== Data provided

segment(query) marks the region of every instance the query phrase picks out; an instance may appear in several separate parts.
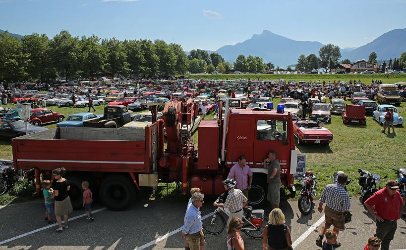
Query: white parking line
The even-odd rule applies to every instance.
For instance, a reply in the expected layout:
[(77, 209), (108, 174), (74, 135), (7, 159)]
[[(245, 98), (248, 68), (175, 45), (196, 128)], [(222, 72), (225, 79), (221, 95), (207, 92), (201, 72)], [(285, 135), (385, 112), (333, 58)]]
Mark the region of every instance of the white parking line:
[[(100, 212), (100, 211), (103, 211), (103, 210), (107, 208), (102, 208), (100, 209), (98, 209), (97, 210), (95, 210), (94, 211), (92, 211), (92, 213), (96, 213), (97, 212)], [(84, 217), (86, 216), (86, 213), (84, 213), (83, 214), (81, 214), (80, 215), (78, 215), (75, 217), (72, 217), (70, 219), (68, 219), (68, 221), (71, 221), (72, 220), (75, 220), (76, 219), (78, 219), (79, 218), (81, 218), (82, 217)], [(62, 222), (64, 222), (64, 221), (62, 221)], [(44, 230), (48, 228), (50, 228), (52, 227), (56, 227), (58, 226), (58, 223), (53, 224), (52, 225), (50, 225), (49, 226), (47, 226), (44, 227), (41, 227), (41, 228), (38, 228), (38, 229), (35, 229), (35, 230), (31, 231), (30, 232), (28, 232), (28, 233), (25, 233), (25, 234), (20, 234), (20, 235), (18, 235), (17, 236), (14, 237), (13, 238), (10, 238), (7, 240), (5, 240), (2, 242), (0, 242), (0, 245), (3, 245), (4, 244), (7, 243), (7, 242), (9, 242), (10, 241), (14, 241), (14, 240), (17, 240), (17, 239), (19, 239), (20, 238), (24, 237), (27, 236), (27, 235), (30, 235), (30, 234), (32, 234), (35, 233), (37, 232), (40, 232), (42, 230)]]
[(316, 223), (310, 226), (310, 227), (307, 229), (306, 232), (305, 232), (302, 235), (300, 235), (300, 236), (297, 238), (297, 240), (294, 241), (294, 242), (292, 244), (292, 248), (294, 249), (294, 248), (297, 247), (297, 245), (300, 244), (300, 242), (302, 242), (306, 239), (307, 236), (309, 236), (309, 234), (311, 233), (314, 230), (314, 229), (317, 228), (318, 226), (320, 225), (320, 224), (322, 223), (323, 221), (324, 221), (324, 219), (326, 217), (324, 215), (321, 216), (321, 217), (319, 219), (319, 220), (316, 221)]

====

[Task]
Please lay out every line of the entries above as a Markdown table with the columns "Row" and "Entry line", numbering the rows and skipping blank lines. Leave the pictures out of the table.

[Answer to this problem]
| Row | Entry line |
|---|---|
| 1 | segment(query) marks the region of every instance the query phrase picks out; an instance may appear in several separate parts. |
| 2 | Query: white parking line |
| 3 | The even-odd rule applies to every instance. |
| 4 | For instance, a reply in the expected layout: |
| 5 | [(77, 209), (108, 174), (74, 135), (7, 159)] |
| 6 | [[(245, 98), (248, 68), (175, 45), (196, 128)], [(222, 72), (225, 79), (221, 95), (207, 92), (201, 72)], [(285, 135), (385, 112), (333, 58)]] |
| 7 | Mark the region of every instance of the white parking line: |
| 8 | [[(100, 212), (100, 211), (103, 211), (103, 210), (107, 208), (102, 208), (100, 209), (98, 209), (97, 210), (95, 210), (94, 211), (92, 211), (92, 213), (96, 213), (97, 212)], [(84, 217), (86, 216), (86, 213), (84, 213), (83, 214), (81, 214), (80, 215), (78, 215), (75, 217), (72, 217), (70, 219), (68, 219), (68, 221), (71, 221), (72, 220), (75, 220), (76, 219), (78, 219), (79, 218), (81, 218), (82, 217)], [(62, 222), (64, 222), (64, 221), (62, 221)], [(44, 230), (48, 228), (50, 228), (52, 227), (56, 227), (58, 226), (58, 223), (53, 224), (52, 225), (50, 225), (49, 226), (47, 226), (44, 227), (41, 227), (41, 228), (38, 228), (38, 229), (35, 229), (35, 230), (31, 231), (30, 232), (28, 232), (28, 233), (25, 233), (25, 234), (20, 234), (20, 235), (18, 235), (17, 236), (14, 237), (13, 238), (10, 238), (7, 240), (5, 240), (2, 242), (0, 242), (0, 245), (3, 245), (4, 244), (7, 243), (7, 242), (9, 242), (10, 241), (14, 241), (14, 240), (17, 240), (17, 239), (19, 239), (20, 238), (24, 237), (27, 236), (27, 235), (30, 235), (30, 234), (32, 234), (35, 233), (37, 232), (40, 232), (42, 230)]] |
| 9 | [(316, 223), (310, 226), (310, 227), (307, 229), (306, 232), (305, 232), (302, 235), (300, 235), (300, 236), (297, 238), (297, 240), (294, 241), (294, 242), (292, 244), (292, 248), (294, 249), (294, 248), (297, 247), (297, 245), (300, 244), (300, 242), (302, 242), (306, 239), (307, 236), (309, 236), (309, 234), (311, 233), (314, 230), (314, 229), (317, 228), (318, 226), (320, 225), (320, 224), (322, 223), (323, 221), (324, 221), (324, 219), (326, 217), (324, 215), (321, 216), (321, 217), (319, 219), (319, 220), (316, 221)] |